→ What to produce: Extract each line of the material that follows exactly and omit its pictures.

→ Excerpted records:

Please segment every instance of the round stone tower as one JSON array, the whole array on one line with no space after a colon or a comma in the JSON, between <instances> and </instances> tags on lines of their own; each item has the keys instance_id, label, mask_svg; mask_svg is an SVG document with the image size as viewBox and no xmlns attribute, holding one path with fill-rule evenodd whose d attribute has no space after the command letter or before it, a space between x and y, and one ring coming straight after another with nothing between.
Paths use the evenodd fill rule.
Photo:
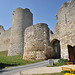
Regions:
<instances>
[{"instance_id":1,"label":"round stone tower","mask_svg":"<svg viewBox=\"0 0 75 75\"><path fill-rule=\"evenodd\" d=\"M10 47L8 56L20 55L24 51L24 30L33 25L33 14L28 8L13 11Z\"/></svg>"},{"instance_id":2,"label":"round stone tower","mask_svg":"<svg viewBox=\"0 0 75 75\"><path fill-rule=\"evenodd\" d=\"M26 28L23 59L44 60L49 58L49 37L49 28L45 23L39 23Z\"/></svg>"}]
</instances>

→ Task response:
Please segment every instance of the round stone tower as one JSON array, the whole array on one line with no space after a colon or a comma in the JSON, between <instances> and </instances> tags on lines of their own; each item has the keys instance_id, label, mask_svg; mask_svg is an SVG document with the image size as viewBox and no xmlns attribute, holding one path with fill-rule evenodd whose d attribute has no space after the command letter or before it, a space between x and y, and one ring coming straight after another with nothing between.
Paths use the evenodd fill rule.
Photo:
Regions:
<instances>
[{"instance_id":1,"label":"round stone tower","mask_svg":"<svg viewBox=\"0 0 75 75\"><path fill-rule=\"evenodd\" d=\"M10 47L8 56L20 55L24 51L24 30L33 25L33 14L28 8L13 11Z\"/></svg>"},{"instance_id":2,"label":"round stone tower","mask_svg":"<svg viewBox=\"0 0 75 75\"><path fill-rule=\"evenodd\" d=\"M26 28L23 59L44 60L49 58L49 37L49 28L45 23L39 23Z\"/></svg>"}]
</instances>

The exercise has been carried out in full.